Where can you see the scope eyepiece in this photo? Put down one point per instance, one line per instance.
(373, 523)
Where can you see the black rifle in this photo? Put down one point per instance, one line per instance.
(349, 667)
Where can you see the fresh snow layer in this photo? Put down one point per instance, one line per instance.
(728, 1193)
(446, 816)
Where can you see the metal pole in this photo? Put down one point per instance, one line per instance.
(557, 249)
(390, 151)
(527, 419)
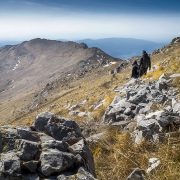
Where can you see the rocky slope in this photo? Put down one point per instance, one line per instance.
(149, 110)
(28, 71)
(36, 62)
(52, 148)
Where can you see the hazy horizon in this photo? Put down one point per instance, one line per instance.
(154, 20)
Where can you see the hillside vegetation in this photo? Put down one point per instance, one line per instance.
(116, 155)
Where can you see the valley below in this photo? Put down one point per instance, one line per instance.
(79, 105)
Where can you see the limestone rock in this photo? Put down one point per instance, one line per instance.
(54, 161)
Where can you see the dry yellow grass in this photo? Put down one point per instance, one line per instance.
(116, 156)
(91, 88)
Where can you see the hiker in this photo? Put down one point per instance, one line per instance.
(135, 70)
(145, 63)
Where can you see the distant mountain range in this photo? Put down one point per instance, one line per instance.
(40, 61)
(116, 47)
(123, 47)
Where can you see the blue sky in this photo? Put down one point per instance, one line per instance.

-.-.-

▸ **THE EXERCISE**: Copy every item above verbatim, omitting the pictures.

▸ **ANSWER FOR THE TASK**:
Where can you see the scope eyepiece in this photo? Put down one point per instance, one line per instance.
(373, 523)
Where can you see the black rifle in this photo? Put down one point per instance, one line per instance.
(349, 667)
Where can you see the fresh snow layer in this photo? Put down one point per instance, one line per instance.
(728, 1193)
(446, 816)
Where can you see the metal pole in this photo? Put down one point per instance, one line per instance.
(557, 249)
(390, 151)
(527, 419)
Where can you see the rocky slope in this photo? Put down one point per instance, one line per instance.
(149, 110)
(28, 71)
(36, 62)
(52, 148)
Where can you see the hazy horizon in this photo? Put down one point per instance, one line per instance.
(154, 20)
Where can you see the hillside vegetation in this photo? Put down one point per instance, one line per instance.
(116, 155)
Where can you see the valley below in this photo? Put down one point per instance, one line per instance.
(79, 105)
Where can you see the limestone rock in this photo? Put down one point per instance, one line per instance.
(54, 161)
Where can you see the dry yellow grass in this photo? Put down one point per instance, one line per instance.
(116, 156)
(91, 88)
Where can you see the hiker in this photo? Put down one point per instance, one line per instance.
(135, 70)
(145, 63)
Where can you see the distant mountain range in this photo? Put down one point per instance, one line per instance.
(40, 61)
(116, 47)
(123, 47)
Where can you see the blue sky in this photo? Put down one point per instance, one line per instance.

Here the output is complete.